::: TEXT FOR ANALYSIS

How to name your baby

Sarah Feuerbacher, director of SMU's Center for Family Counseling, talks about choosing a name for your child.

“I really did like my name,” says Jala (pronounced JAY luh) Hyde, a local mom. “I still do – it’s just so unique!”

“I’ve never liked my name,” adds her sister J’Layna (jay LAY nuh) Riddles of Garland. “I like the sound of it, but from a very young age I’ve always had to explain to people how to spell my name. It’s just been frustrating, even as an adult.”

A tale of two sisters: one whose name has two capitals and a punctuation mark, and the other whose name came from a defunct paper towel brand (Gala with a “J” — “I could have been Jounty or Jiva or anything!”). One who’s embraced the unconventional origin of her name, and the other who point-blank asked her mother, “What were you thinking? Were you still drugged up?”

The moral of their story: Someone else — namely, your child — has to live with the moniker you choose. . . 

“When your teacher pronounces the name and you have to correct them, that in your own little child’s mind feels like, ‘Oh, I did something wrong,’” says Sarah Feuerbacher, Ph.D., LCSW-S, clinic director at the Southern Methodist University Center for Family Counseling in Plano and chronic sufferer of (last) name mispronunciation. She adds that being singled out for any reason can damage a child’s confidence in those formative years, especially if the child hasn’t been taught how to respond when others butcher his name. . .

::::::

| TASKS TO COMPLETE |
- 1) Translate this sentence from the baby-naming article into Spanish: "I like the sound of it, but from a very young age I’ve always had to explain to people how to spell my name."
- 2) Write the next part of the article on naming a baby, picking up after its final sentence.

::: RECORDS SHOWN

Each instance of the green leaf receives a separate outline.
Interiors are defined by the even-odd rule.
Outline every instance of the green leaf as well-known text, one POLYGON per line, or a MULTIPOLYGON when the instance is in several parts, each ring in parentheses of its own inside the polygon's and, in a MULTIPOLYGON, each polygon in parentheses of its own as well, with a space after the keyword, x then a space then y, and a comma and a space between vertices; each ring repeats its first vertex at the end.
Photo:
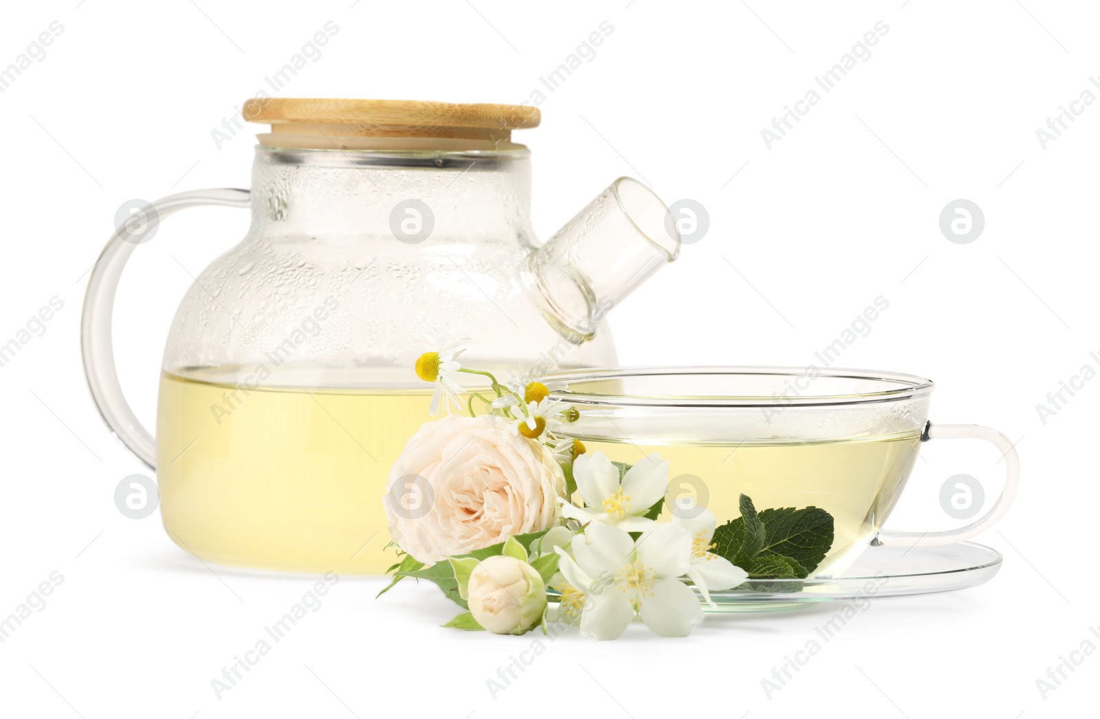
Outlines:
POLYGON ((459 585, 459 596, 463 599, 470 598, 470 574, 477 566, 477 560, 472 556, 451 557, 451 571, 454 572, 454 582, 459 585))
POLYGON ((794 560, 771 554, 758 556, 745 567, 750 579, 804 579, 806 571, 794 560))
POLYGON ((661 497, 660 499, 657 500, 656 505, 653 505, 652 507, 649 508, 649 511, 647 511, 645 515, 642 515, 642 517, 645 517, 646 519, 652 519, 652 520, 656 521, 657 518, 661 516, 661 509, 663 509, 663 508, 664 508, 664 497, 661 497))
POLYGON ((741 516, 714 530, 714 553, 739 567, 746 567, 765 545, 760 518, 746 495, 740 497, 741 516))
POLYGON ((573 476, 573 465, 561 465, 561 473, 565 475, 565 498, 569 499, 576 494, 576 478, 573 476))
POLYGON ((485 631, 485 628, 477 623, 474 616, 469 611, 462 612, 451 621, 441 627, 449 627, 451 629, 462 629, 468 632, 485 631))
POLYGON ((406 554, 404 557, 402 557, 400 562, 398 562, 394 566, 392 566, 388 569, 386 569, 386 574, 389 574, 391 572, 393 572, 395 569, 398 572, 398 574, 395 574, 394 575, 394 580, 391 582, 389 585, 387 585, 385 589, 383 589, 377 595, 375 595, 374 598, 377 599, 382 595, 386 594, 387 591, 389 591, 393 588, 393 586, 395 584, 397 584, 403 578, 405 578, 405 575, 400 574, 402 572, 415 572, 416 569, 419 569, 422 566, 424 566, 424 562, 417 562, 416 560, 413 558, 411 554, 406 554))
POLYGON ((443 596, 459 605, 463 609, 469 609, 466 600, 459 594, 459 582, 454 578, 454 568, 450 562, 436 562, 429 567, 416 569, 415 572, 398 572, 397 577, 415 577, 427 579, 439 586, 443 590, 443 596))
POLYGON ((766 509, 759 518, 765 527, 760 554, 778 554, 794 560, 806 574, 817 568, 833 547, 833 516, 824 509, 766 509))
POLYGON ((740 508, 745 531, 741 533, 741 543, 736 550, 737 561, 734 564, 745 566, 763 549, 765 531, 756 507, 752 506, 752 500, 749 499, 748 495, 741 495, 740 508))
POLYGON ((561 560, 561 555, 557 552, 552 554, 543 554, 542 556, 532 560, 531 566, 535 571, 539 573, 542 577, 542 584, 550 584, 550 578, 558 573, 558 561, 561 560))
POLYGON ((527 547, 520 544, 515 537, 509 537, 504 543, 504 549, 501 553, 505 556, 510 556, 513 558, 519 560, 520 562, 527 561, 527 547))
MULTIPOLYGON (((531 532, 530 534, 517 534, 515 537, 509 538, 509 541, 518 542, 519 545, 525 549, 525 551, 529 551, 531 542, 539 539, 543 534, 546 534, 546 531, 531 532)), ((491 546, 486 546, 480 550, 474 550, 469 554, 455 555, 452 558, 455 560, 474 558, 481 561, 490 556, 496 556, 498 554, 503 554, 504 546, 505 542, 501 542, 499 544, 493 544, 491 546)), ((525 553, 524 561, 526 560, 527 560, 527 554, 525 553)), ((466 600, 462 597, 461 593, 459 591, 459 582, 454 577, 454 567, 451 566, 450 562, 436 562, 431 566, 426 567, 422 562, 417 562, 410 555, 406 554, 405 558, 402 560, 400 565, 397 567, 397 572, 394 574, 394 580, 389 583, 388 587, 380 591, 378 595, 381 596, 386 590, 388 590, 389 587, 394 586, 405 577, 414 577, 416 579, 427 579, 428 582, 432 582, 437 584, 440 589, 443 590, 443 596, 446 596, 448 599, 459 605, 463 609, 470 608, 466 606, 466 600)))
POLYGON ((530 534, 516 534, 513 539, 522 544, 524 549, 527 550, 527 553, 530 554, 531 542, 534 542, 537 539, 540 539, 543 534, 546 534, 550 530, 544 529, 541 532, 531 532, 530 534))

::::::
::: RECORDS SHOWN

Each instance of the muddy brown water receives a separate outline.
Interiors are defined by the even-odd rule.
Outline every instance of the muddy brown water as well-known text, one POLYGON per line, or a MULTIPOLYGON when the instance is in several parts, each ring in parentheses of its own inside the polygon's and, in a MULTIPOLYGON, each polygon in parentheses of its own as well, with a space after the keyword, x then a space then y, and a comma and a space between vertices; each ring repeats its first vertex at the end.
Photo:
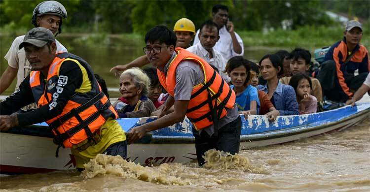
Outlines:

::::::
::: RECORDS SHOWN

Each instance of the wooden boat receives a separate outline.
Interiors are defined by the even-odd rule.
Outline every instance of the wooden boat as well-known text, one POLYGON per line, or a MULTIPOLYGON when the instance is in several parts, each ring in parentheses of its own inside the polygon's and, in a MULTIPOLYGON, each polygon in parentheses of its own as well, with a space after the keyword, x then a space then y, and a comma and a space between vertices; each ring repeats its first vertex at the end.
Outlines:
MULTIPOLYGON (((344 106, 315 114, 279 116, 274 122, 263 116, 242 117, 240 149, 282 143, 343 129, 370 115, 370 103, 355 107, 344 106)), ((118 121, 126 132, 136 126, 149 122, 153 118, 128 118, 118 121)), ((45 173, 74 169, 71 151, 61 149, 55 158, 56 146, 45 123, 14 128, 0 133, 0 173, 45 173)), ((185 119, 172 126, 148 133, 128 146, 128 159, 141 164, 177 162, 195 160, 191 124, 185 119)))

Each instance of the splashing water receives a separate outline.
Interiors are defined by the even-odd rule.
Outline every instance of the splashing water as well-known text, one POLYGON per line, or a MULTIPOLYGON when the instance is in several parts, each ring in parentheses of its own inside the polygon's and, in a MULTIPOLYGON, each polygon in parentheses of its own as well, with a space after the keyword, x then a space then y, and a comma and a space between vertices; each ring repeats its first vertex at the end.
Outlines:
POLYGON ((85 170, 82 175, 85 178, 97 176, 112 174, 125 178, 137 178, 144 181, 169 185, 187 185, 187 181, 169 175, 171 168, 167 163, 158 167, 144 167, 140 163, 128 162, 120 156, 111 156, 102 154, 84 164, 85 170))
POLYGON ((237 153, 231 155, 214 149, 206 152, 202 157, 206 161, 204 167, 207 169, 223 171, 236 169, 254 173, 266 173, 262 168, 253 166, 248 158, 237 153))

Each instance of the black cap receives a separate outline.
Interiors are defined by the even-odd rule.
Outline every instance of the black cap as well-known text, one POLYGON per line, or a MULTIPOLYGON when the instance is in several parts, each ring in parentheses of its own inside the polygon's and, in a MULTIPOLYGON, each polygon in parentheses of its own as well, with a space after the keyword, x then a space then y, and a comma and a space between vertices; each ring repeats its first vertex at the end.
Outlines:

::::::

| TASK-BY-TASK ANSWERS |
- 1) Me gusta cómo suena, pero desde muy pequeña siempre he tenido que explicarle a la gente cómo se escribe mi nombre.

- 2)
Not so fast. Feuerbacher says her very pronounceable first name was no refuge either. As the tallest of several Sarahs in her class, she was dubbed “Big Sarah.” “That one was hard for me,” she admits. “I wanted to be ‘Little Sarah’ or just ‘Sarah.’” . . . 

Don’t force a name on your baby. If for some strange reason your child does not like the perfect name you’ve bestowed upon him, don’t require him to use it anyway. “The biggest thing adults could do is encourage kids to come up with something that they feel comfortable with,” Feuerbacher says. She was relieved when the nickname “Fire” caught on, rather than “Big Sarah.” “I loved it. It fit my personality; it was part of my last name,” she recalls. “But I picked it out.”